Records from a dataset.
◆ ◆ ◆ ◆ ◆ ◆ ◆

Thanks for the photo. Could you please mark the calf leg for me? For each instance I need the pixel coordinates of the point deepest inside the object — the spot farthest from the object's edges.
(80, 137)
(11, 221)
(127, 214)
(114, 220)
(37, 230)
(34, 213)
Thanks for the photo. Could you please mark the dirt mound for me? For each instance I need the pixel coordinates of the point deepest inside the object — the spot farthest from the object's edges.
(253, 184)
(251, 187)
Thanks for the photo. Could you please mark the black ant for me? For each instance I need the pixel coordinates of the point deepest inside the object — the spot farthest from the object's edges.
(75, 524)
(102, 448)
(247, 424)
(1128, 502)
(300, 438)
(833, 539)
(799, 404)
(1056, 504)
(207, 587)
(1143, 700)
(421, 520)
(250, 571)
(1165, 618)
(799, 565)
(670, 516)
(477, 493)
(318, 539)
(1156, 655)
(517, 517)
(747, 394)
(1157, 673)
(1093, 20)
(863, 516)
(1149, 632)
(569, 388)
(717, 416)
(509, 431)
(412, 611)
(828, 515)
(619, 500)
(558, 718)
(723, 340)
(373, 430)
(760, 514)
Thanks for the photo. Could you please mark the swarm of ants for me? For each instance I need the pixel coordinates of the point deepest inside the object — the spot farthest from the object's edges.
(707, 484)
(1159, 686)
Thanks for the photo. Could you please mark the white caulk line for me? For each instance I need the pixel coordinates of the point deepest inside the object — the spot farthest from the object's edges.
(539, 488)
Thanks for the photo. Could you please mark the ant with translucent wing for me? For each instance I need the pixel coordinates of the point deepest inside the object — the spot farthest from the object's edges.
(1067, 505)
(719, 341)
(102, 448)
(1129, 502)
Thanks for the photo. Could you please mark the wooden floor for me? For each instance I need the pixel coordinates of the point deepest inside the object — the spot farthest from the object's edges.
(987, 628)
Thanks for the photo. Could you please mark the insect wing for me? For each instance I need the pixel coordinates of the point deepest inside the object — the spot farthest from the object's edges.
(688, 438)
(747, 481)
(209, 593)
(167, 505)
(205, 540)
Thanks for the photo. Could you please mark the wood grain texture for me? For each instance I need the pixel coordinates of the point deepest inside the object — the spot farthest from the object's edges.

◆ ◆ ◆ ◆ ◆ ◆ ◆

WHAT THE TASK ASKS. Repeat every entry exactly, leaving nothing out.

RESPONSE FOR THIS EXERCISE.
Thanks for the photo. Could you please mark the calf leg for me? For each instance I need the pixel coordinates of the point deepest inside the object — the spot farthest from the object's edges.
(80, 137)
(11, 221)
(127, 214)
(114, 220)
(37, 230)
(34, 213)
Thanks for the photo. Could you please mark the dirt mound for me? For each instance I need the pixel coordinates of the point deepest inside the object — the spot farthest from the object's edges.
(253, 184)
(251, 187)
Thanks for the photo. Could you please mark the black ant for me? For each instance I need the pixel coordinates of the point deepest inside the object — the spot farthest from the object's edges.
(75, 524)
(102, 448)
(247, 424)
(1128, 502)
(300, 438)
(833, 539)
(799, 404)
(1056, 504)
(207, 587)
(1143, 700)
(421, 520)
(250, 571)
(1165, 618)
(799, 565)
(670, 516)
(477, 493)
(318, 539)
(1156, 655)
(517, 517)
(747, 394)
(1157, 673)
(1093, 20)
(863, 516)
(1149, 632)
(569, 388)
(717, 416)
(509, 431)
(412, 611)
(828, 515)
(619, 500)
(558, 718)
(723, 340)
(373, 430)
(760, 514)
Thanks for the photo. Could you please mark the swarm of ants for me? For each instance I need the pixel coordinates of the point deepest inside the object — the spot farthest from the object's edges.
(707, 484)
(1159, 686)
Thanks for the photo. Could you please mark the white caulk line for me? For each instance I need the pixel coordinates of the point deepest inside the object — the spot farthest from the object's edges.
(539, 488)
Thanks for the photo. Could you please mark the ant with translucent wing for me? For each instance I need the pixel coordinates of the point deepest inside the object — the spot farthest from the object's edges.
(1067, 505)
(719, 341)
(102, 448)
(1129, 502)
Thanks for the photo. Could you please mark the wooden floor for me? For each instance I need the pixel coordinates of the point deepest inside the object — the spot farthest from the object's edges.
(987, 628)
Thanks for the photo. Could you please mark the insect wing for me? For each instance I need the pixel coordinates of the point deepest inside the object — the spot farthest from the object's edges.
(688, 438)
(747, 481)
(209, 593)
(167, 505)
(205, 540)
Thanks for the photo. Could you please mark the wood grain texture for me? For each instance I need the pixel coordinates of the point deepest inside the object — the spot farthest from the object's edges.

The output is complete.